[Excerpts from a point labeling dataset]
________
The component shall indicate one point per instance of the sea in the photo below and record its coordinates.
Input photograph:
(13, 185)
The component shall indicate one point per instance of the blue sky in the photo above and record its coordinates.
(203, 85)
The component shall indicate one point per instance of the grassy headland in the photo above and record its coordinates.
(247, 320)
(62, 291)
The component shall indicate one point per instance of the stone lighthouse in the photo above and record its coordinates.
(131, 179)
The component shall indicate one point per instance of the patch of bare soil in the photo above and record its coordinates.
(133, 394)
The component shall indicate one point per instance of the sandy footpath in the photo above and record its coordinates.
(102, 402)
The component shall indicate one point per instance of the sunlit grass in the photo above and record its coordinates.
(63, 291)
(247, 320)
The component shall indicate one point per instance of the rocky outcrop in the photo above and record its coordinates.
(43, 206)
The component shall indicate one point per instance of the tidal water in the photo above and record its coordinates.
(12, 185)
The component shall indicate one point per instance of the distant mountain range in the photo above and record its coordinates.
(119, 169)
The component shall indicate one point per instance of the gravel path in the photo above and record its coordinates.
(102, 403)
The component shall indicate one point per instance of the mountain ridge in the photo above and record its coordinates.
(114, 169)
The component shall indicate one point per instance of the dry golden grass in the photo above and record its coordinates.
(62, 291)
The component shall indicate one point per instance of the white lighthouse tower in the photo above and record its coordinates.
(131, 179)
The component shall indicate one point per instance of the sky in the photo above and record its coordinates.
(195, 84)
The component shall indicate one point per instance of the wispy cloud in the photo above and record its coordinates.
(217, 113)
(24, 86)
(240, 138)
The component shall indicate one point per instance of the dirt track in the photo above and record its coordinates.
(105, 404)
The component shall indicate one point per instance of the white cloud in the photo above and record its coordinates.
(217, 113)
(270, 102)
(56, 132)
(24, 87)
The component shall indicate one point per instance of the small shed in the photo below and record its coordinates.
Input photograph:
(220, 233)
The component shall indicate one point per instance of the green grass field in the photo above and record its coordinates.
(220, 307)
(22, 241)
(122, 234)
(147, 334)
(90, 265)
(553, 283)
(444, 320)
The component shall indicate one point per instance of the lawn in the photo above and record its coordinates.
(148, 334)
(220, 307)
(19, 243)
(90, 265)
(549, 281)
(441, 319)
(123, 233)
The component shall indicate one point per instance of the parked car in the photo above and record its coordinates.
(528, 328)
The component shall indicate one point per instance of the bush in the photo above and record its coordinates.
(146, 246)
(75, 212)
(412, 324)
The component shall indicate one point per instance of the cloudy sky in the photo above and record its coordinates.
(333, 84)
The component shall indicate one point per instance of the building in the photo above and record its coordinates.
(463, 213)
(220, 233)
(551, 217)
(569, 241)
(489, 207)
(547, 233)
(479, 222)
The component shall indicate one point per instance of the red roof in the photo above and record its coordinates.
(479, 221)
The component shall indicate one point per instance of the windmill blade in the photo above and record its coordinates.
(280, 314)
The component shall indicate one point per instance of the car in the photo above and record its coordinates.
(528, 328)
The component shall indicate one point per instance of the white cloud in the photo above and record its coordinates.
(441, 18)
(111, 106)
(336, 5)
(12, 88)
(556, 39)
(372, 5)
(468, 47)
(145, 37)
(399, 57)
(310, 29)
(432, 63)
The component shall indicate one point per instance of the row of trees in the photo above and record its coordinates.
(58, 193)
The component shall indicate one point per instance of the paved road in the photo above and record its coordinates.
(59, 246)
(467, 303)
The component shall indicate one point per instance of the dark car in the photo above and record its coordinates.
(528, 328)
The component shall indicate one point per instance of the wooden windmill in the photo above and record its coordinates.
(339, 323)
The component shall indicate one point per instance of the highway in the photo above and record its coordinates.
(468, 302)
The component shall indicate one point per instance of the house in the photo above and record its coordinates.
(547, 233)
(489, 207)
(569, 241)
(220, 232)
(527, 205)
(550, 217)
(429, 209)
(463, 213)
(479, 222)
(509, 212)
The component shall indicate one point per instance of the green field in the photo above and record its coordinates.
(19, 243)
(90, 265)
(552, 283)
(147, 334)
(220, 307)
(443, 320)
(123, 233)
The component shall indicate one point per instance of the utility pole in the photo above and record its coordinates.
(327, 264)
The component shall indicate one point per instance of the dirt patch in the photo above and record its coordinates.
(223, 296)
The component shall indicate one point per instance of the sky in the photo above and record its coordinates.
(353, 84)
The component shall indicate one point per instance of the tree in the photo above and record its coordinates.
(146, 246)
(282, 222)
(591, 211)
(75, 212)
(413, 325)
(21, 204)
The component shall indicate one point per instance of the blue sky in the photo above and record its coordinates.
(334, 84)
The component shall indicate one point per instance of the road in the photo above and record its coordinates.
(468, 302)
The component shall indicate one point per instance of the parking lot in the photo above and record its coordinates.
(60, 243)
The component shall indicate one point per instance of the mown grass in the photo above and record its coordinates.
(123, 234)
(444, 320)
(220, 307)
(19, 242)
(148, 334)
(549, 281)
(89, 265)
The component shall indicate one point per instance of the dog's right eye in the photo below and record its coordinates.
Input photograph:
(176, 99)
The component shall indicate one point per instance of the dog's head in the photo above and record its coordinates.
________
▶ **WHAT THE EXERCISE ASKS**
Reproduce the entries verbatim, starting with the line that contains "The component shall indicate one point per instance of the mown" and ending with the final line of the entries, both included.

▶ **WRITTEN REPLY**
The component shall indicate one point per instance of the mown grass in the photo above and record its coordinates.
(123, 234)
(444, 320)
(220, 307)
(19, 242)
(148, 334)
(549, 281)
(89, 265)
The component shall indicate one point per instance of the dog's right eye in the photo below and record its coordinates.
Input photograph:
(176, 99)
The component shall indicate one point per instance of the dog's head in the photo above and record its coordinates.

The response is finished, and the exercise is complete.